● **Task prompt**: Starting at the line that contains "point(584, 451)" and ending at the line that contains "point(563, 427)", the lines below are to be given again exactly, with nothing added.

● **Data supplied**:
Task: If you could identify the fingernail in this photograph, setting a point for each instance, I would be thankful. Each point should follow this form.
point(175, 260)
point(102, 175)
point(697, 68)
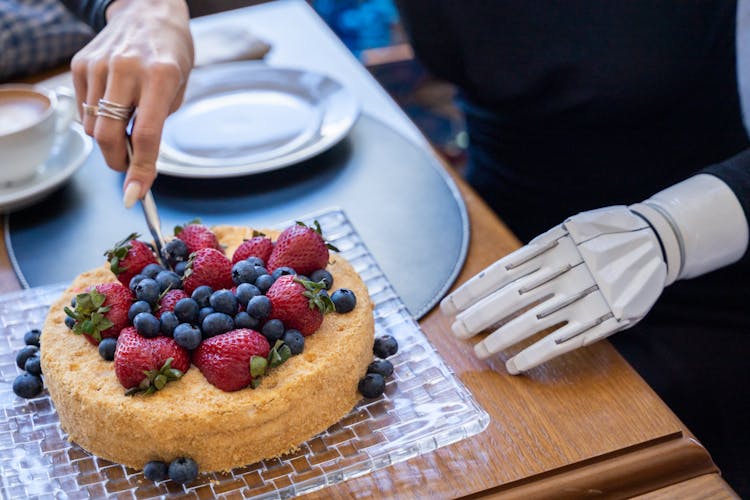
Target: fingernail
point(481, 351)
point(511, 366)
point(132, 194)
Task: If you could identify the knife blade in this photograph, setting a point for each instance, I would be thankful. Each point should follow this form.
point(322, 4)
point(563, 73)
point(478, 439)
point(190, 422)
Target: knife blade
point(150, 213)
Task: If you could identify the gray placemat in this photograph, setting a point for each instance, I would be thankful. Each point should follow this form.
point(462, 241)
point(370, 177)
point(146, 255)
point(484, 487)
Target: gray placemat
point(406, 208)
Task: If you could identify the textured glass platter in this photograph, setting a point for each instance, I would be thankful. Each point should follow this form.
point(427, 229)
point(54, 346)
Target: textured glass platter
point(424, 407)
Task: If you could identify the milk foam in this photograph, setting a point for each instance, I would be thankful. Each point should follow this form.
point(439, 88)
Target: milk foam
point(19, 114)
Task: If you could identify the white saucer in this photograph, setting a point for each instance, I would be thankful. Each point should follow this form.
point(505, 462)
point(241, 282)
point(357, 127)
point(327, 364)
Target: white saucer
point(68, 154)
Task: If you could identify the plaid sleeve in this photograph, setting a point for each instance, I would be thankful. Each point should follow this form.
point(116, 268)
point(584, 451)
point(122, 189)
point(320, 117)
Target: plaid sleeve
point(37, 35)
point(90, 11)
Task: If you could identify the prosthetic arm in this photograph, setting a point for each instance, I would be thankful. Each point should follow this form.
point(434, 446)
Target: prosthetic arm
point(599, 271)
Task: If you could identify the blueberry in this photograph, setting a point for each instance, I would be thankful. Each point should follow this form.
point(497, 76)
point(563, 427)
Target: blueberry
point(183, 470)
point(187, 310)
point(33, 365)
point(273, 330)
point(259, 307)
point(372, 385)
point(27, 385)
point(151, 270)
point(245, 292)
point(243, 272)
point(382, 367)
point(244, 320)
point(264, 282)
point(180, 267)
point(32, 337)
point(385, 346)
point(168, 280)
point(25, 353)
point(135, 280)
point(295, 340)
point(282, 271)
point(344, 300)
point(147, 325)
point(168, 322)
point(176, 251)
point(224, 301)
point(187, 336)
point(216, 324)
point(148, 289)
point(137, 307)
point(205, 311)
point(324, 276)
point(256, 261)
point(156, 470)
point(202, 294)
point(107, 349)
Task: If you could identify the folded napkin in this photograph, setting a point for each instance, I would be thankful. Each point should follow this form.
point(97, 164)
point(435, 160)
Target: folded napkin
point(230, 43)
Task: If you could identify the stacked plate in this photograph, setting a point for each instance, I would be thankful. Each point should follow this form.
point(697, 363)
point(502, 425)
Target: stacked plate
point(246, 118)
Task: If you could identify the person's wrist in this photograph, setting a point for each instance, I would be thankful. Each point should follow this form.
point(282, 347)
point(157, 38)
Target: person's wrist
point(114, 7)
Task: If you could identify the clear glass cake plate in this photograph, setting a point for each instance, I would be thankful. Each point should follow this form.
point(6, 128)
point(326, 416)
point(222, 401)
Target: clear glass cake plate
point(424, 407)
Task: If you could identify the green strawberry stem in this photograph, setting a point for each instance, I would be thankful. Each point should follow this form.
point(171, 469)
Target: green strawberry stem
point(119, 252)
point(259, 365)
point(156, 379)
point(90, 313)
point(317, 229)
point(179, 229)
point(318, 300)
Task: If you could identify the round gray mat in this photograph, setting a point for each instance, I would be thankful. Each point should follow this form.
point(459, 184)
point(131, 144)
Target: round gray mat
point(396, 195)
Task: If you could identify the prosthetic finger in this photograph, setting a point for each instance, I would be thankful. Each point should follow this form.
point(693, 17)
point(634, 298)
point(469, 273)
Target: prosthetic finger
point(570, 337)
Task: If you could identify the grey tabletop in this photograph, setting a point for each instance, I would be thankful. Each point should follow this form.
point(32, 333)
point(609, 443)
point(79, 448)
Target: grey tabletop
point(384, 175)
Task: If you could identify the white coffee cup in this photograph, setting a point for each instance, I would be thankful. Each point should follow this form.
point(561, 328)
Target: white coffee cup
point(31, 118)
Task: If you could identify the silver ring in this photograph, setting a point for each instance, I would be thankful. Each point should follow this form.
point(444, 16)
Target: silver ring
point(109, 109)
point(89, 110)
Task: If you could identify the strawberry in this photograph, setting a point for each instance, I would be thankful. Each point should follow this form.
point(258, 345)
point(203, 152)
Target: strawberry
point(208, 266)
point(169, 299)
point(128, 257)
point(147, 365)
point(300, 247)
point(299, 303)
point(258, 246)
point(101, 311)
point(225, 359)
point(197, 236)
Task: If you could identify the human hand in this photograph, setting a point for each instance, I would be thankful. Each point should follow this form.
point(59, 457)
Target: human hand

● **Result**:
point(584, 451)
point(122, 189)
point(320, 117)
Target: plaid sleeve
point(37, 35)
point(90, 11)
Task: If you could identify the prosthetic arm in this photograph, setting a point for each instance, I would be thankful. Each point should follow this form.
point(434, 446)
Target: prosthetic arm
point(599, 271)
Task: If you could identify the blueberry in this photograph, setting a point for each instance, I would be thankful. Each point should follow this form.
point(497, 76)
point(563, 427)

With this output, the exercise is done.